LETTER FROM THE BOARD

Transferability

Warrants may be transferred in whole or in part by lodging the relevant Warrants (with the form of application for transfer in respect thereof duly executed and duly stamped where applicable) at the specified office of the Company provided that (i) any transfer of the Warrants must be made with the prior written consent of the authorized representative of the Company, except that transfer of Warrants to a group company of the Subscriber shall not require any such consent; and (ii) no Warrants shall be transferred to a connected person of the Company or an associate of any connected person of the Company, subject to the conditions below:

(a) the Company will not be required to register the transfer of any Warrants (or part thereof) (i) during the period of seven (7) days immediately prior to and ending on the Expiry Date, (ii) in respect of which an Exercise Notice has been delivered; and

(b) any transfer will be effected without charge to the holder by the Company, but subject to (i) the person making such application for transfer, paying or procuring the payment of any taxes, duties and other governmental charges payable in connection therewith; (ii) the Company being satisfied with the document(s) of title and/or identity of the person making the request or application; and (iii) such reasonable regulations as the Company may from time to time decide.

Adjustments Events

The number of H Shares to be issued on exercise of a Warrant will initially be one (the "Entitlement").

The Entitlement and the Rejection Price (and in some cases, the Exercise Price) are subject to adjustments events (the "Adjustment Event(s)") including but not limited to (i) consolidation, subdivision or reclassification of the Shares; (ii) capitalization of profits or reserves; (iii) distributions; (iv) rights issues of Shares or options over Shares; (v) rights issues of other securities; (vi) issues at less than Current Market Price (or its equivalent in Hong Kong dollar); (vii) other issues at less than Current Market Price (or its equivalent in Hong Kong dollar); (viii) modification of rights of exercise etc.; and (ix) other offers to Shareholders. For detailed adjustment mechanism, please refer to Appendix I to this circular.

□ □ □ □ □ □ □

• [Exercise task] Can you carry on the board letter about the warrant terms, picking up after its final sentence on Appendix I?

(Stored records)
□ □ □ □ □ □ □

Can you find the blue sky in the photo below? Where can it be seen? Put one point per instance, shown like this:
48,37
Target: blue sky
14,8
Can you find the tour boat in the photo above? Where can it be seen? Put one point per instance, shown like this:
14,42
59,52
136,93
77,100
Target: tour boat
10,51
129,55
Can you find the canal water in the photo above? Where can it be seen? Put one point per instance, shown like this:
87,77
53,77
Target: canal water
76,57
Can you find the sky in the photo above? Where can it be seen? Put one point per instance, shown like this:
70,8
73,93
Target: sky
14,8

□ □ □ □ □ □ □

• [Exercise answer]
  • 20 -

LETTER FROM THE BOARD

Rights of the
warrantholders on
the liquidation of
the Company

The liquidation of the Company constitutes an event of default under the terms and conditions of the Warrants and the Subscription Agreement. Upon the occurrence of an event of default, if the Subscriber is the warrantholder and the Subscriber terminates the Subscription Agreement, the Company or any subsidiary of the Company shall repurchase the Warrants at the Issue Price within two (2) Business Days upon termination of the Subscription Agreement.

(3) Specific Mandate

The Warrant Shares (in the event that the Warrants are exercised) will be allotted and issued under the Specific Mandate to be sought from the Shareholders at the EGM.

(4) Application for Listing

An application will be made by the Company to the Listing Committee of the Stock Exchange for the listing of, and permission to deal in, the Warrant Shares on the Stock Exchange.

No listing of the Warrants will be sought on the Stock Exchange or any other stock exchanges.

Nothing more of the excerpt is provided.